AIM:
Select and copy every line of the entries that contains the word "flour". Case counts.
##########
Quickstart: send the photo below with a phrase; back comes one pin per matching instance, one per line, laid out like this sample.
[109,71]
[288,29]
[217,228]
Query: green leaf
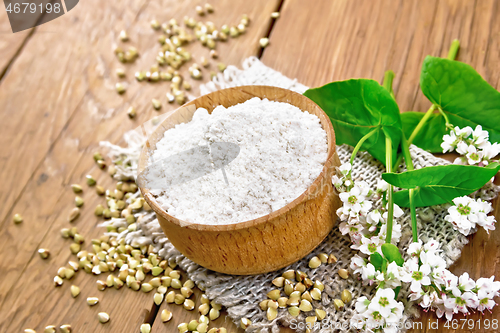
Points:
[355,108]
[430,135]
[377,260]
[439,184]
[465,97]
[391,253]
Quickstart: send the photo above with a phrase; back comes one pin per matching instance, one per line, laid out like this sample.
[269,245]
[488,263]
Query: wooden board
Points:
[337,40]
[59,107]
[59,99]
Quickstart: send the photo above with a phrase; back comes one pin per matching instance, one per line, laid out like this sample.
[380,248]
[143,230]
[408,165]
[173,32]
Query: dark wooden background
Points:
[57,101]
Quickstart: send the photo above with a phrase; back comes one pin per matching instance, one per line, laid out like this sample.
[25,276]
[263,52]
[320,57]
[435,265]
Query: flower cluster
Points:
[438,289]
[466,213]
[473,145]
[366,226]
[431,284]
[382,313]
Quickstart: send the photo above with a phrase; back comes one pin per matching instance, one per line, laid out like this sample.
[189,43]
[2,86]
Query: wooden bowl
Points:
[266,243]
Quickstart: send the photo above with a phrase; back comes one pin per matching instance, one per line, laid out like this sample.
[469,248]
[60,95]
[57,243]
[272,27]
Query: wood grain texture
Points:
[59,99]
[59,107]
[267,243]
[337,40]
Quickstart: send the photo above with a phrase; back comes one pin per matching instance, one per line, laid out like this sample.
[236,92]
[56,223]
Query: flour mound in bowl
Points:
[282,150]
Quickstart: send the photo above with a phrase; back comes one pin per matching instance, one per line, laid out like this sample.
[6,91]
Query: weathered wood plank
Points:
[60,126]
[337,40]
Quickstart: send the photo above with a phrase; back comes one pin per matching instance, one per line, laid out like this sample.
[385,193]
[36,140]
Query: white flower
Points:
[465,283]
[449,142]
[463,132]
[487,289]
[383,302]
[355,201]
[462,148]
[460,302]
[462,215]
[393,275]
[483,208]
[362,304]
[488,285]
[433,260]
[431,245]
[396,232]
[371,245]
[357,264]
[382,312]
[415,248]
[368,272]
[397,212]
[418,276]
[345,168]
[473,155]
[374,218]
[480,137]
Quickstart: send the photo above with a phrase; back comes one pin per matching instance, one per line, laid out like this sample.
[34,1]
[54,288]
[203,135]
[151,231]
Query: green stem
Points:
[417,129]
[409,167]
[360,143]
[421,123]
[413,215]
[452,53]
[390,208]
[387,84]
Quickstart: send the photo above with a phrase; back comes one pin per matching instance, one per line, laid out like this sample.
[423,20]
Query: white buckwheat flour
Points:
[282,151]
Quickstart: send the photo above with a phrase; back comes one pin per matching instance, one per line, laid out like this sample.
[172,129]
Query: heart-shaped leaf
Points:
[391,253]
[356,107]
[465,97]
[439,184]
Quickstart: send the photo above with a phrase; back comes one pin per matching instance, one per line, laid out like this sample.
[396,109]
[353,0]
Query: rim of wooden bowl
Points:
[250,91]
##########
FINISHED TASK:
Query: flour mound in bowl
Query: white buckwheat flour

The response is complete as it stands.